-- START OF DOCUMENT TEXT --
# Are Hot Process Recipes a Rare Find?



## FyrWyf (Sep 13, 2017)

Why is it so hard to find hot process recipes? The majority I seem to come across are cold process.

Is it ok to take any soap recipe and make it using whichever method you prefer? For instance, can I take a cold process recipe and make it using the hot process method? Or is that a no-no? Please advise!


----------



## dixiedragon (Sep 13, 2017)

Cold process and hot process recipes are the same. Here's a basic one I like:

40% lard (you can sub palm here for an all veg soap)
20% coconut
35% olive
5% castor

With hot process, make sure your soap will fit in the slow cooker (or whatever you are cooking it in) with lots of head room. The pot should be 2/3 full AT MOST. I prefer 1/2 full myself.


----------



## SoapTrey (Sep 13, 2017)

You can HP any cold process soap recipe. All you are doing when you HP it, is force the saponification process by "cooking" it rather than waiting for the process to occur over a much longer period of time if it's simply cold processed.

Contrary to a lot of what you will read on the internet... you will still need to cure the soap for the same amount of time as CP soap.

Here's a good read: http://www.modernsoapmaking.com/hot-process-soap-in-a-crockpot-tutorial/


----------



## FyrWyf (Sep 13, 2017)

Thank you!


----------



## toxikon (Sep 13, 2017)

I believe that hot process needs a bit more water than cold-process does. So using the standard amount of water (25% lye concentration) is generally a good idea for hot process, while you have more wiggle room with water discounting for cold-process. 

(This is just my assumption from what I've read from other HP'ers, as I don't HP).


----------



## The Efficacious Gentleman (Sep 13, 2017)

∆∆∆ this would be my advice, too. More water for hp than you would use in cold process


----------



## FyrWyf (Sep 13, 2017)

How would one go about figuring out how much water to use?
I'm fairly new to soapmaking so was wanting to stick to tried and true recipes for now but HP recipes are hard to find.


----------



## toxikon (Sep 13, 2017)

FyrWyf said:


> How would one go about figuring out how much water to use?
> I'm fairly new to soapmaking so was wanting to stick to tried and true recipes for now but HP recipes are hard to find.



You'll definitely wanna familiarize yourself with lye calculators! 

Most of us like to use percentages when offering up recipes, so they can be scaled to any size in a lye calculator.

So for example, this is one of my favourite recipes:

50% lard
20% coconut oil
15% olive oil
10% avocado oil
5% castor oil

(You'll want your total percentage of oils to add up to 100%)

So you can take those numbers and plunk them into a lye calculator based on what size batch you want to use.
-- END OF DOCUMENT TEXT --
WRITTEN INSTRUCTION A:
According to the hot process soap thread, what is the fullest the slow cooker should be when making hot process soap?
WRITTEN INSTRUCTION B:
Resume the hot process soap thread right after its final sentence.
The listing that comes next plays no part in this work.
-- START OF SUPPLIED MATERIAL --
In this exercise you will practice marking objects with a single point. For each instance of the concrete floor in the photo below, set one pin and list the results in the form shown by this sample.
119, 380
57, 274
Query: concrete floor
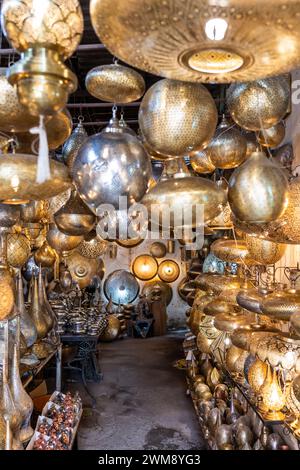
-- END OF SUPPLIED MATERIAL --
TASK RESPONSE A:
Two-thirds full.

TASK RESPONSE B:
My favourite lye calculator is Soapee. It has a nice UI and is easy to use.

http://soapee.com/calculator

If you go to Soapee, you'll see "2 - Select recipe units of measure". If you set  "Oils total" to 100g, and below, put in the percentages of the recipe I posted above, you'll see that you'll want to use the following amounts of oils:

50g lard
20g coconut oil
15g olive oil
10g avocado oil
5g castor oil

Make sense?

The other two big factors will be determining your "lye solution concentration" and your "superfat".

Under "3 - Amount of water in recipe", you can select "Lye Concentration" and set it to 25%. That means your solution will be 25% lye and 75% water. Some people prefer a higher lye concentration like 30-40% - this is also known as a "water discount", because you are using less water. But for hot process, stick with 25%.

Standard superfat (the amount of oil left over after your other oils are saponified) is 5%. Some recipes may call for a higher superfat, especially high coconut oil recipes. Some prefer a low superfat of 2-3%. 

Hope that helps a bit.


----------



## Kamahido (Sep 13, 2017)

If you are new to soap making I would suggest sticking to Cold Process. Hot Process is generally only used for fragrances that do not behave well in Cold Process.


----------



## penelopejane (Sep 13, 2017)

Why do you want to do HP?


----------



## FyrWyf (Sep 13, 2017)

I don't know why but I find hot process easier lol. Maybe because that's the way I first learned how to make soap. So that's what I've stuck with.


----------



## dixiedragon (Sep 13, 2017)

FyrWyf said:


> How would one go about figuring out how much water to use?
> I'm fairly new to soapmaking so was wanting to stick to tried and true recipes for now but HP recipes are hard to find.


 
Most lye calculators have a standard setting of 38% water (as percentage of oils). I like to bump that up to 40%, but 38% is okay too.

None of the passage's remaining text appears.